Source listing
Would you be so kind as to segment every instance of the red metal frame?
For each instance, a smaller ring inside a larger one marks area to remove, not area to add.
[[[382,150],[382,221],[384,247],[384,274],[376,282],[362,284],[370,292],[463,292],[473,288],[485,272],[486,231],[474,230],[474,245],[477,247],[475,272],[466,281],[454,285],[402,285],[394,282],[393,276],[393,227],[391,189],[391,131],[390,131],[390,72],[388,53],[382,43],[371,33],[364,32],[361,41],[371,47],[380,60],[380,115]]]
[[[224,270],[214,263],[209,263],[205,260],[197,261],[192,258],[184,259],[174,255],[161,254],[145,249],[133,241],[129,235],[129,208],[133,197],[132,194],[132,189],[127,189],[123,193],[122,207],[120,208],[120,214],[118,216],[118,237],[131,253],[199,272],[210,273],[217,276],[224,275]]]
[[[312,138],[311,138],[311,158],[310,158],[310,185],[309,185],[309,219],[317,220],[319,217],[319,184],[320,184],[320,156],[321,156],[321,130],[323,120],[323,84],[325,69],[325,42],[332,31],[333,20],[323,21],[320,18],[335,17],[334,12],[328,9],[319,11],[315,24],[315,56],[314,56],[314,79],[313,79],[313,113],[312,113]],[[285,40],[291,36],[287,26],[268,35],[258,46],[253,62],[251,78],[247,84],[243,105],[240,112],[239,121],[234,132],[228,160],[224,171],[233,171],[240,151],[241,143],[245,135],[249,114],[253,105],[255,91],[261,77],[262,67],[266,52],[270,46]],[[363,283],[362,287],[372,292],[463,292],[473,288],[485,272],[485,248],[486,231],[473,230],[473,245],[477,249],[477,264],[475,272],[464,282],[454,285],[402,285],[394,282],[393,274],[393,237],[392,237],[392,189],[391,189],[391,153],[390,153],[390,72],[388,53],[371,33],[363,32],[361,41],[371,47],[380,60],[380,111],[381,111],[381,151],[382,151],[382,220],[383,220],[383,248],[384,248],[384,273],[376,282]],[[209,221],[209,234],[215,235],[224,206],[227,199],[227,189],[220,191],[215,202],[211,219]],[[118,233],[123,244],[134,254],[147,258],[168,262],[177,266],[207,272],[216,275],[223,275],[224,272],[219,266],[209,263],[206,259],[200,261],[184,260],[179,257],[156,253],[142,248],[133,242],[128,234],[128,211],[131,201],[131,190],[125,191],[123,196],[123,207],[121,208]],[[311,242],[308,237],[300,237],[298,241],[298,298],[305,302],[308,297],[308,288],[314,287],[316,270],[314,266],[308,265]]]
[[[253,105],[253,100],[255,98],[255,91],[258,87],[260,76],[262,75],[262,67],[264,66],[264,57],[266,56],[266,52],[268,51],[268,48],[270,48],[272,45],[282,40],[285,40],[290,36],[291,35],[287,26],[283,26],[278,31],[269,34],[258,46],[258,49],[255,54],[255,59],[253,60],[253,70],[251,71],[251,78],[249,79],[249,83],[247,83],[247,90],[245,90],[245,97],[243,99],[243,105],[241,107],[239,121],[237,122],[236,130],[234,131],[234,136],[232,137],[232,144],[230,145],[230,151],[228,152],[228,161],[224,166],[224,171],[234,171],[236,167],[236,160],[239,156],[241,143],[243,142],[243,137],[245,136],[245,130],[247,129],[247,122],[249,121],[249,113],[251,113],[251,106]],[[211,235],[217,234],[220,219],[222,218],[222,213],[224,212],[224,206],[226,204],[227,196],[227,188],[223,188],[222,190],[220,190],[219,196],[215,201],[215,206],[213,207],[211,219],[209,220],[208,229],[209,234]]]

Goal of the exercise — Reproduce verbatim the lines of the listing from its beginning through the line containing "For each instance, a", including both ends.

Expected output —
Would you be so kind as to segment every instance of the red metal frame?
For each instance, a smaller ring inside a larger one marks area to remove, not area to add.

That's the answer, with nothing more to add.